[Data entries]
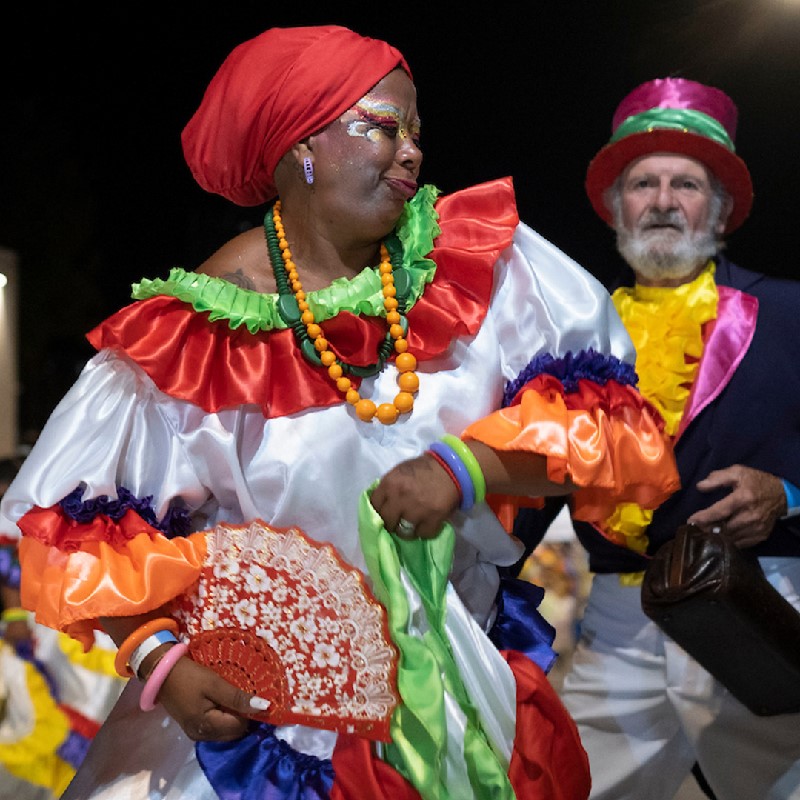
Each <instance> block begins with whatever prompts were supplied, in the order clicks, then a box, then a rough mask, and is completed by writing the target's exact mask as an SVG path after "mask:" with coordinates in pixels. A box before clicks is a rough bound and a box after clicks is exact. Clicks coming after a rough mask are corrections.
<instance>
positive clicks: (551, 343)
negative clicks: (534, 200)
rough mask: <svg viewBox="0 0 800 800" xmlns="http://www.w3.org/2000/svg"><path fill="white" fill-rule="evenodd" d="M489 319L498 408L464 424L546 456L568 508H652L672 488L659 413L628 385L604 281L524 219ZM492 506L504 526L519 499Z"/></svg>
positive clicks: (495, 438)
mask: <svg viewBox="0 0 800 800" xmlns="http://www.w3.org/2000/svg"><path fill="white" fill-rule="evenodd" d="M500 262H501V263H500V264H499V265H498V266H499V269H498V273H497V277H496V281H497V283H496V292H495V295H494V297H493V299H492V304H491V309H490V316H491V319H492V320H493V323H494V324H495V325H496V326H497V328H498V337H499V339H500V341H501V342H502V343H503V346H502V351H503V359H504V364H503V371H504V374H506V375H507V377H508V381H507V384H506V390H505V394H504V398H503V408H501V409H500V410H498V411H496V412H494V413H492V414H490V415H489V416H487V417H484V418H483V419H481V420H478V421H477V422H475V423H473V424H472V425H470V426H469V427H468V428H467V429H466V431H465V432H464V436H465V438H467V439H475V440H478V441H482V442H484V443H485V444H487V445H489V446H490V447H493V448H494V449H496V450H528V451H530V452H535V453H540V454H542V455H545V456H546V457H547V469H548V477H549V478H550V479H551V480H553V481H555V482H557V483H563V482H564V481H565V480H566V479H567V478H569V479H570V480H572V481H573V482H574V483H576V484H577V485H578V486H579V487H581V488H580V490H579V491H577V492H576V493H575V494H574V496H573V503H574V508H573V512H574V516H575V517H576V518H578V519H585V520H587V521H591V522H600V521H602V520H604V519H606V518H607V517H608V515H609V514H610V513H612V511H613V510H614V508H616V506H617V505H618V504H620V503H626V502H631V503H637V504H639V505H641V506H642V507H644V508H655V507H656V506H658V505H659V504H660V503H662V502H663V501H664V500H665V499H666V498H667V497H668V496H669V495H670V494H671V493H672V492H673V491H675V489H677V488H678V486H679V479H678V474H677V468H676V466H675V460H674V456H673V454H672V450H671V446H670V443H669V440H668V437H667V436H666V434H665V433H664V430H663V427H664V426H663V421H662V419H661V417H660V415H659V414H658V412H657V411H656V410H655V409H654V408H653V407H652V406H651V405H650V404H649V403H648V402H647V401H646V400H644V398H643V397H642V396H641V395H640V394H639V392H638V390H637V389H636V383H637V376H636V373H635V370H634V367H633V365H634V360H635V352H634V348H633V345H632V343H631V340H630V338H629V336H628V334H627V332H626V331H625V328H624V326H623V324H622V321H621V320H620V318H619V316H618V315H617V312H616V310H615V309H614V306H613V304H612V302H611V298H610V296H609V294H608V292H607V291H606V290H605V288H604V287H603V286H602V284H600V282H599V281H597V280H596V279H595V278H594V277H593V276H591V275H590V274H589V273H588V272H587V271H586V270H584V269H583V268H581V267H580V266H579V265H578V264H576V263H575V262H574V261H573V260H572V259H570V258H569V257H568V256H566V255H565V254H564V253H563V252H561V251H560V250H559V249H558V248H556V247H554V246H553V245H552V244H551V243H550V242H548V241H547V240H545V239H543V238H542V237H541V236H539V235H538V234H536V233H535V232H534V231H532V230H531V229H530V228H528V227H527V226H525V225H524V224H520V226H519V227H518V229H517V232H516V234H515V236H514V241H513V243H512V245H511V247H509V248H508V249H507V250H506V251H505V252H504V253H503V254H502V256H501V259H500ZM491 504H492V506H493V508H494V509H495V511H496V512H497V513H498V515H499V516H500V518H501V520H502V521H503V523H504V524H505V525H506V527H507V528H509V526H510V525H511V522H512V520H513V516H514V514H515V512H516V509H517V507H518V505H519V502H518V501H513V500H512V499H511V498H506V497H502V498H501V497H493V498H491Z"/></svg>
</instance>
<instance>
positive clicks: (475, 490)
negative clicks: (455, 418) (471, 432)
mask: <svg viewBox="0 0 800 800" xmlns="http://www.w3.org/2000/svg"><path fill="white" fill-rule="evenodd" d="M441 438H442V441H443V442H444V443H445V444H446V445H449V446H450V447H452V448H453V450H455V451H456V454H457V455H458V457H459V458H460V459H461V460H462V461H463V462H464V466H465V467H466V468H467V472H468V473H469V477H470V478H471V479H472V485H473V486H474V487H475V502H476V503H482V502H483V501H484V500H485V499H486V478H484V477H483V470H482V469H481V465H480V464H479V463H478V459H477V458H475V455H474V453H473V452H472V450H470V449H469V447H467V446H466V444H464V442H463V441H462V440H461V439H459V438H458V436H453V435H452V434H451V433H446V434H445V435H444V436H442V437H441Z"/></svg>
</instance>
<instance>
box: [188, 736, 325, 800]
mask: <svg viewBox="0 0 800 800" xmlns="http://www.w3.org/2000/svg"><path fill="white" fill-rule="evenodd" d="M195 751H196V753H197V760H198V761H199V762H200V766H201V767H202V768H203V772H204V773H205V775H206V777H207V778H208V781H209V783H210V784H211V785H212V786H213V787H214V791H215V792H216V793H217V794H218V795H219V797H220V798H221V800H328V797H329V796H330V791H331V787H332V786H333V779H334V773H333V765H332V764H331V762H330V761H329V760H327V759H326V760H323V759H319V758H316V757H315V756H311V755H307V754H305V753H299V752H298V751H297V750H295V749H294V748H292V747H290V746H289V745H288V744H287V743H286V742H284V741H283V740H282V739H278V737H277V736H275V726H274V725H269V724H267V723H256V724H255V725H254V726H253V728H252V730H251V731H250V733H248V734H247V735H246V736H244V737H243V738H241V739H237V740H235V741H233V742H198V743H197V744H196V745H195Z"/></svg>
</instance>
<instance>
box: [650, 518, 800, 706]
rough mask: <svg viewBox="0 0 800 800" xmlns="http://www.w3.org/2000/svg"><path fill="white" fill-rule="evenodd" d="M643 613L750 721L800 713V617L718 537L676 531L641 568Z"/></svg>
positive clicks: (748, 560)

▶ _What the exercise asks_
The pictures stay out of the copy. Set down the entries above precisely.

▶ _Result of the task_
Each <instance> block begins with whatever prompts were supplied, in the order clicks, then a box, then a rough mask, and is completed by writing the target's exact mask as an SVG path after "mask:" with coordinates in pixels. A box before clicks is a rough bound and a box after clicks is exact. Clicks coming after a rough mask are corrections.
<instance>
positive clicks: (551, 343)
negative clicks: (534, 200)
rough mask: <svg viewBox="0 0 800 800" xmlns="http://www.w3.org/2000/svg"><path fill="white" fill-rule="evenodd" d="M489 319L498 408L464 424L546 456L568 508H652L672 488L659 413L628 385L604 281L524 219ZM492 506L504 526L519 499Z"/></svg>
positive clicks: (495, 438)
mask: <svg viewBox="0 0 800 800" xmlns="http://www.w3.org/2000/svg"><path fill="white" fill-rule="evenodd" d="M500 262H501V263H500V264H499V265H498V266H499V269H498V273H497V277H496V281H497V283H496V292H495V295H494V297H493V299H492V304H491V309H490V316H491V319H492V320H493V323H494V324H495V325H496V326H497V328H498V337H499V339H500V341H501V342H502V343H503V346H502V351H503V359H504V364H503V371H504V374H506V375H507V377H508V381H507V384H506V390H505V394H504V398H503V408H501V409H500V410H498V411H496V412H494V413H492V414H490V415H489V416H487V417H484V418H483V419H481V420H478V421H477V422H475V423H473V424H472V425H470V426H469V427H468V428H467V429H466V431H465V432H464V436H465V438H467V439H475V440H478V441H482V442H484V443H485V444H487V445H489V446H490V447H493V448H494V449H496V450H528V451H530V452H535V453H540V454H542V455H545V456H546V457H547V469H548V477H549V478H550V479H551V480H553V481H555V482H557V483H563V482H564V481H565V480H566V479H567V478H569V479H570V480H572V481H573V482H574V483H576V484H577V485H578V486H579V487H581V488H580V490H579V491H577V492H576V493H575V494H574V496H573V503H574V508H573V512H574V516H575V517H576V518H578V519H585V520H587V521H591V522H600V521H602V520H604V519H606V518H607V517H608V515H609V514H610V513H612V511H613V510H614V508H616V506H617V505H618V504H620V503H626V502H631V503H637V504H639V505H641V506H642V507H644V508H655V507H656V506H658V505H659V504H660V503H662V502H663V501H664V500H665V499H666V498H667V497H668V496H669V495H670V494H671V493H672V492H673V491H675V489H677V488H678V486H679V479H678V474H677V468H676V466H675V460H674V456H673V454H672V450H671V446H670V443H669V440H668V437H667V436H666V434H665V433H664V430H663V427H664V426H663V421H662V419H661V417H660V415H659V414H658V412H657V411H656V410H655V409H654V408H653V407H652V406H651V405H650V404H649V403H648V402H647V401H646V400H644V398H643V397H642V396H641V395H640V394H639V392H638V390H637V389H636V383H637V376H636V373H635V370H634V367H633V365H634V360H635V352H634V348H633V345H632V343H631V340H630V338H629V336H628V334H627V332H626V331H625V328H624V326H623V324H622V321H621V320H620V318H619V316H618V315H617V312H616V310H615V309H614V306H613V304H612V302H611V298H610V296H609V294H608V292H607V291H606V290H605V288H604V287H603V286H602V284H600V282H599V281H597V280H596V279H595V278H594V277H593V276H591V275H590V274H589V273H588V272H587V271H586V270H584V269H583V268H581V267H580V266H579V265H578V264H576V263H575V262H574V261H573V260H572V259H570V258H569V257H568V256H566V255H565V254H564V253H563V252H561V251H560V250H559V249H558V248H556V247H554V246H553V245H552V244H551V243H550V242H548V241H547V240H545V239H543V238H542V237H541V236H539V235H538V234H536V233H535V232H534V231H532V230H531V229H530V228H528V227H527V226H525V225H524V224H520V226H519V227H518V229H517V232H516V234H515V236H514V241H513V243H512V245H511V247H509V248H508V249H507V250H506V251H505V252H504V253H503V254H502V256H501V259H500ZM491 504H492V506H493V508H494V509H495V511H496V512H497V513H498V515H499V516H500V518H501V520H502V521H503V523H504V524H505V525H506V527H507V528H509V526H510V525H511V522H512V520H513V516H514V514H515V512H516V509H517V507H518V505H519V502H518V501H513V500H512V499H511V498H506V497H502V498H501V497H493V498H491Z"/></svg>
</instance>
<instance>
positive clicks: (475, 490)
negative clicks: (455, 418) (471, 432)
mask: <svg viewBox="0 0 800 800" xmlns="http://www.w3.org/2000/svg"><path fill="white" fill-rule="evenodd" d="M441 438H442V441H443V442H444V443H445V444H446V445H449V446H450V447H452V448H453V450H455V451H456V454H457V455H458V457H459V458H460V459H461V460H462V461H463V462H464V466H465V467H466V468H467V472H468V473H469V477H470V478H471V479H472V485H473V486H474V487H475V502H476V503H482V502H483V501H484V500H485V499H486V478H484V477H483V470H482V469H481V465H480V464H479V463H478V459H477V458H475V455H474V453H473V452H472V450H470V449H469V447H467V446H466V444H464V442H463V441H462V440H461V439H459V438H458V436H453V435H452V434H451V433H446V434H445V435H444V436H442V437H441Z"/></svg>
</instance>
<instance>
box: [188, 736, 325, 800]
mask: <svg viewBox="0 0 800 800" xmlns="http://www.w3.org/2000/svg"><path fill="white" fill-rule="evenodd" d="M195 751H196V753H197V760H198V761H199V762H200V766H201V767H202V768H203V772H204V773H205V775H206V777H207V778H208V781H209V783H210V784H211V785H212V786H213V787H214V791H215V792H216V793H217V794H218V795H219V797H220V798H221V800H328V797H329V796H330V791H331V787H332V786H333V779H334V773H333V765H332V764H331V762H330V761H329V760H327V759H326V760H323V759H319V758H316V757H315V756H311V755H307V754H305V753H299V752H298V751H297V750H295V749H294V748H292V747H290V746H289V745H288V744H287V743H286V742H284V741H283V740H282V739H278V737H277V736H275V726H274V725H269V724H267V723H256V724H255V725H254V726H253V728H252V730H251V731H250V733H248V734H247V735H246V736H244V737H243V738H241V739H237V740H235V741H233V742H198V743H197V744H196V745H195Z"/></svg>
</instance>
<instance>
box: [650, 518, 800, 706]
rough mask: <svg viewBox="0 0 800 800" xmlns="http://www.w3.org/2000/svg"><path fill="white" fill-rule="evenodd" d="M643 613L750 721L800 713V617L718 537L676 531L641 568Z"/></svg>
positive clicks: (748, 560)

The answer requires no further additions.